DO THIS – Copy the lines below verbatim, but only from the line containing "Find the crowd" through the end of the data.

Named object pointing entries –
________________________

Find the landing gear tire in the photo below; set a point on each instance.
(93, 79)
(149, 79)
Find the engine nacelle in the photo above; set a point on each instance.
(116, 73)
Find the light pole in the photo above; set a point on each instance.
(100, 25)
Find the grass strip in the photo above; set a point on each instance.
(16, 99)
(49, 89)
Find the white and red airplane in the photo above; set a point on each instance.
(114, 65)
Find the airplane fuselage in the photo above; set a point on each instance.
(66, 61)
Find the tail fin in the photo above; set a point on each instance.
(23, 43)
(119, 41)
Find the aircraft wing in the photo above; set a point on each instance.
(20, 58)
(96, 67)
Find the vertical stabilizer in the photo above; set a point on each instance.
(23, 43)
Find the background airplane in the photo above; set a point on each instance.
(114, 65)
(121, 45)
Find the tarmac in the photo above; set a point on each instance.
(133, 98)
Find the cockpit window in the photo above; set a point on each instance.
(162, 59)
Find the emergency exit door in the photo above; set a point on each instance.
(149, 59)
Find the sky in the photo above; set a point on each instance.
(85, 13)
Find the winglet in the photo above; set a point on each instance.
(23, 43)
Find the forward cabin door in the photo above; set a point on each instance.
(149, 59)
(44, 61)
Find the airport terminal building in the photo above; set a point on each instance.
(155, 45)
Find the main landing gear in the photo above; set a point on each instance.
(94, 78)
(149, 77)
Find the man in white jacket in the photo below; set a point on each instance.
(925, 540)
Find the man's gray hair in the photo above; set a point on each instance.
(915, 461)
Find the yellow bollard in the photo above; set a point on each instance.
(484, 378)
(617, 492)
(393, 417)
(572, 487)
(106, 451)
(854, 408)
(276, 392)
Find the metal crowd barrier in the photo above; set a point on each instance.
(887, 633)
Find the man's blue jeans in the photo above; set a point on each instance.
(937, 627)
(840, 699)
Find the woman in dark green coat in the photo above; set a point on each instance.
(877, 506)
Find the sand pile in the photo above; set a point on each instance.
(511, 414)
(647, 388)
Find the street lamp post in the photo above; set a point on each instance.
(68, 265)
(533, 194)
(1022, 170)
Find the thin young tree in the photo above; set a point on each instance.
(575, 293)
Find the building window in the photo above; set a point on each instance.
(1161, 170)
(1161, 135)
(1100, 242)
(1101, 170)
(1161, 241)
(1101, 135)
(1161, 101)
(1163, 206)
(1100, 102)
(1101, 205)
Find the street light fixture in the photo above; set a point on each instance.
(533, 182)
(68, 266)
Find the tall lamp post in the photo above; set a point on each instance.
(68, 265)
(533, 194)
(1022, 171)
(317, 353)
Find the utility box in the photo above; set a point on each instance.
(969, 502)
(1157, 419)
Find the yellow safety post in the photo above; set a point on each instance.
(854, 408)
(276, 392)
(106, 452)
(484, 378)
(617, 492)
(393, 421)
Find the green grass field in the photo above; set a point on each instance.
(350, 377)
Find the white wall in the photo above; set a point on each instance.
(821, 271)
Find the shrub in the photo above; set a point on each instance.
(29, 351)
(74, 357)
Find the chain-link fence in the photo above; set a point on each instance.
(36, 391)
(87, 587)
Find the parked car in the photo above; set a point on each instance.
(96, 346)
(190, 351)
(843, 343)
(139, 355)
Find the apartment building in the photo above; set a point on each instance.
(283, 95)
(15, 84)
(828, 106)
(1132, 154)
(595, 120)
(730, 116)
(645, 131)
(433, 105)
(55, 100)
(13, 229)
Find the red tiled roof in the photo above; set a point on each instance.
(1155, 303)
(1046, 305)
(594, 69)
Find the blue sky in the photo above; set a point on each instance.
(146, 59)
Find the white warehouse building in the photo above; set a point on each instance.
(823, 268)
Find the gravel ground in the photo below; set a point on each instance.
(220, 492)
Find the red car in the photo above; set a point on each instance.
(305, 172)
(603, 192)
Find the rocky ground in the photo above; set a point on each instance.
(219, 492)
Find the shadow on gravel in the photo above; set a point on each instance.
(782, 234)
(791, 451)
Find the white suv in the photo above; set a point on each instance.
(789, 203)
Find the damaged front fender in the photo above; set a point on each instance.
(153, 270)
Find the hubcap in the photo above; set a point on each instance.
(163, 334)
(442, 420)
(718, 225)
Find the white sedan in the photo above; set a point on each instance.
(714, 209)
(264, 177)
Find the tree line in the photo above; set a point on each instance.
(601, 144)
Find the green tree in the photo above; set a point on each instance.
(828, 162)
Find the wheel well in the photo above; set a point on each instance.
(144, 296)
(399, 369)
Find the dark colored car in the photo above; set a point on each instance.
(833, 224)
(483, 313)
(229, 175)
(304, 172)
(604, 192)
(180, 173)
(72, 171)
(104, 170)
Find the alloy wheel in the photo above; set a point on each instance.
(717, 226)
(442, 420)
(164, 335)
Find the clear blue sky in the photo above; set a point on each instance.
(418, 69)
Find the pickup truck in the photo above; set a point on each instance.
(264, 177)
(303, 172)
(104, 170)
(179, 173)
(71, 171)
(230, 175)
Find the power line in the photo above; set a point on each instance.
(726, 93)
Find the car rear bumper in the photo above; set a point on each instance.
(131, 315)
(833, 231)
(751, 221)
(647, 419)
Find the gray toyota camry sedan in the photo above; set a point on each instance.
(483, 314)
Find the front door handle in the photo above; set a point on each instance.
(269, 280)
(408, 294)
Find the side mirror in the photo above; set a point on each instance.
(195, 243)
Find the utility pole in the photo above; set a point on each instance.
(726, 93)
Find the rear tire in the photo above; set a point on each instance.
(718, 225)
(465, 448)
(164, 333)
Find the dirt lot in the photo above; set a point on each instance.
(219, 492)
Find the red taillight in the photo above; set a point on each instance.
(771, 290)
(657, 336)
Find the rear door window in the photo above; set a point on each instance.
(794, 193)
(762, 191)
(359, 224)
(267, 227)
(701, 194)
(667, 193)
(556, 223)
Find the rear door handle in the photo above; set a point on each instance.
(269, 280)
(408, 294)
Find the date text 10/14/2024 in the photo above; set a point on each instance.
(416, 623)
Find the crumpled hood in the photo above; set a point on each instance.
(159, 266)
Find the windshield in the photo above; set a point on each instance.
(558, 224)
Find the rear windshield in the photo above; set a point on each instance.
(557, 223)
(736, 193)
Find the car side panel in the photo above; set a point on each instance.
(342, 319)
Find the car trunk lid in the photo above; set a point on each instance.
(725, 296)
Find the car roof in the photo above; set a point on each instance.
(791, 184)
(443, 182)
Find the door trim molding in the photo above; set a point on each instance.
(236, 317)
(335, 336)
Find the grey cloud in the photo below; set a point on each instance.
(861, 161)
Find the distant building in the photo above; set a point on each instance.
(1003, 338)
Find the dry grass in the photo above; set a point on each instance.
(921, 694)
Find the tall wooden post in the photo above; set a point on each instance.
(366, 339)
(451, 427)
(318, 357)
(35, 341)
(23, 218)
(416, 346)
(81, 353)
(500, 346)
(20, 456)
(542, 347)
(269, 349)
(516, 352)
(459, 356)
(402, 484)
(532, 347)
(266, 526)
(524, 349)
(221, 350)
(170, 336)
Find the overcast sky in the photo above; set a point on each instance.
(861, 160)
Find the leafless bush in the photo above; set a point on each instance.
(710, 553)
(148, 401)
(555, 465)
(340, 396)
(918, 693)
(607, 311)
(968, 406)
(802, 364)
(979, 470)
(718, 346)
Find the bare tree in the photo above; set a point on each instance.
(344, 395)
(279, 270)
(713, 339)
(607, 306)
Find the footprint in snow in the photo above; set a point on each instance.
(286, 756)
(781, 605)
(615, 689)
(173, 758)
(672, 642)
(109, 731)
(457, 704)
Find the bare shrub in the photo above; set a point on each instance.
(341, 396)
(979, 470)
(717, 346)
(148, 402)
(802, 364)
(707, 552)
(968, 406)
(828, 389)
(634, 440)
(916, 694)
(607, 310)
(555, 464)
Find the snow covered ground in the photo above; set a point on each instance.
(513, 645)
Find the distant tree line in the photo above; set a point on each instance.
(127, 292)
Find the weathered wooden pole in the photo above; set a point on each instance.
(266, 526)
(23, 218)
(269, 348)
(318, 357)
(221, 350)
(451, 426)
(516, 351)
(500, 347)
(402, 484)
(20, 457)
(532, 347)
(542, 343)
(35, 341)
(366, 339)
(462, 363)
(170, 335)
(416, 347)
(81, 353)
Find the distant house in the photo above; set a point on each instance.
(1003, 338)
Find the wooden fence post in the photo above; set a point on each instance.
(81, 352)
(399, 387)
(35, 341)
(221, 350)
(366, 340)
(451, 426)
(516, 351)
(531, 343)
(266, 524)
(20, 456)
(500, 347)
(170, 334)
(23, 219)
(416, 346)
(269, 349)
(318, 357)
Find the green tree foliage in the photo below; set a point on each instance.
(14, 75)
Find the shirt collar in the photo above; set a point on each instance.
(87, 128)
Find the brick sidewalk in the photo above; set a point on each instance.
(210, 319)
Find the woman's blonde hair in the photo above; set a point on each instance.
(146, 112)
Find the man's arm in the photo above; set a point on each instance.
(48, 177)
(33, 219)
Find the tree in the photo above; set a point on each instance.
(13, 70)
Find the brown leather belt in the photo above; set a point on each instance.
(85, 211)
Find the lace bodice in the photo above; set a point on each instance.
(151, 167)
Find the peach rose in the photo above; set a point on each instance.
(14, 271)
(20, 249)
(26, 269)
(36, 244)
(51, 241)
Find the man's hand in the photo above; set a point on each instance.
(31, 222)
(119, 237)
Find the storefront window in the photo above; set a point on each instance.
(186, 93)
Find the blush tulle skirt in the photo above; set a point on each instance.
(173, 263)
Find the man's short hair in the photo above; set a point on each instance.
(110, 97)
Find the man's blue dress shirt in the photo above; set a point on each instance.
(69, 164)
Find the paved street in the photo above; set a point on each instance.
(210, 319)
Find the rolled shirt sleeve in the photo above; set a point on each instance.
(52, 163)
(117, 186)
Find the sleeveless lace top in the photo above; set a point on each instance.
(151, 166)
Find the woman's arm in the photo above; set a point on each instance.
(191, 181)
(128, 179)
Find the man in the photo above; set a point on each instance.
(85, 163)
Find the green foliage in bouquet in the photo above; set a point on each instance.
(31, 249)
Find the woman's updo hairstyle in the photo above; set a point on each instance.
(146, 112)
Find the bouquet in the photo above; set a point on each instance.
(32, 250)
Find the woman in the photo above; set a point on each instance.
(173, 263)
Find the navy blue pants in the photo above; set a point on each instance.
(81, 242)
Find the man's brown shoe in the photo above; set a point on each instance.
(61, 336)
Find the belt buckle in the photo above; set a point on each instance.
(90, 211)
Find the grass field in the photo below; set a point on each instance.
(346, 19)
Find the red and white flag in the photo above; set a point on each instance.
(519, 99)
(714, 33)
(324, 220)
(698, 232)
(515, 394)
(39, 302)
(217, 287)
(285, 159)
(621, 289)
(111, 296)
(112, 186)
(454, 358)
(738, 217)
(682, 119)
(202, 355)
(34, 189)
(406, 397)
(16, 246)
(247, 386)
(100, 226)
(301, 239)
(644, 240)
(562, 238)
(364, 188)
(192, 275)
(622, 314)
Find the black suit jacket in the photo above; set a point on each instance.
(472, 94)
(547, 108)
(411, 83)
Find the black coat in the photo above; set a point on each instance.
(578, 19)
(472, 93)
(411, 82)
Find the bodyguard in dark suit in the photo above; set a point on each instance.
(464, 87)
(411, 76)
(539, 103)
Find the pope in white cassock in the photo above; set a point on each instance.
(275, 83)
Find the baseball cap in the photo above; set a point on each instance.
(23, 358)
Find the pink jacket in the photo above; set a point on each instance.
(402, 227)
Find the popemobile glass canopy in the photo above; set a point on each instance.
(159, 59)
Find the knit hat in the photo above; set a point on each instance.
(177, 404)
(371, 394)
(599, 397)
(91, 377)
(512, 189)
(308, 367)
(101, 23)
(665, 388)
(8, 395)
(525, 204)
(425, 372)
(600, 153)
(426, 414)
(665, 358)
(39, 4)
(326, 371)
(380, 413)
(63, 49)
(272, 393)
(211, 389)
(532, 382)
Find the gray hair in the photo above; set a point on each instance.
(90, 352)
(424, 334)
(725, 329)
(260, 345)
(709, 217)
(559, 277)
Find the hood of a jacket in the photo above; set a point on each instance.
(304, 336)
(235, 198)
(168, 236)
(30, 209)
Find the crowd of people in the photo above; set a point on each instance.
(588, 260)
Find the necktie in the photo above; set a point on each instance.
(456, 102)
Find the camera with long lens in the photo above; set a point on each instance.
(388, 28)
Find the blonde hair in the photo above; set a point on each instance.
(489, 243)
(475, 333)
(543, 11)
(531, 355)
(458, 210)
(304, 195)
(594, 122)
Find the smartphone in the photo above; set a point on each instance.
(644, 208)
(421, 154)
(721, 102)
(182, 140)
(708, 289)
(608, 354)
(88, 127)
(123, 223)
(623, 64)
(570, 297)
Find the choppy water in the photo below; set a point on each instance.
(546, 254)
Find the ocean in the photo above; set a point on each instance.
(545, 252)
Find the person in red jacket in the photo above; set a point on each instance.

________________________

WRITTEN SOLUTION –
Find the crowd of people in the photo above; set a point on each instance.
(588, 260)
Find the necktie in the photo above; set a point on each instance.
(456, 102)
Find the camera with long lens in the photo above; set a point on each instance.
(388, 28)
Find the blonde hair in the photo above; set a point on each instance.
(489, 243)
(475, 333)
(543, 11)
(531, 355)
(458, 210)
(304, 195)
(594, 122)
Find the smartphone in the photo above; set a point on each instance.
(644, 208)
(421, 154)
(721, 102)
(182, 140)
(708, 289)
(608, 354)
(88, 127)
(123, 223)
(623, 64)
(570, 297)
Find the choppy water in the photo below; set a point on each instance.
(546, 254)
Find the ocean in the photo above; set a point on each instance.
(545, 252)
Find the person in red jacket in the photo above; set a point on each instance.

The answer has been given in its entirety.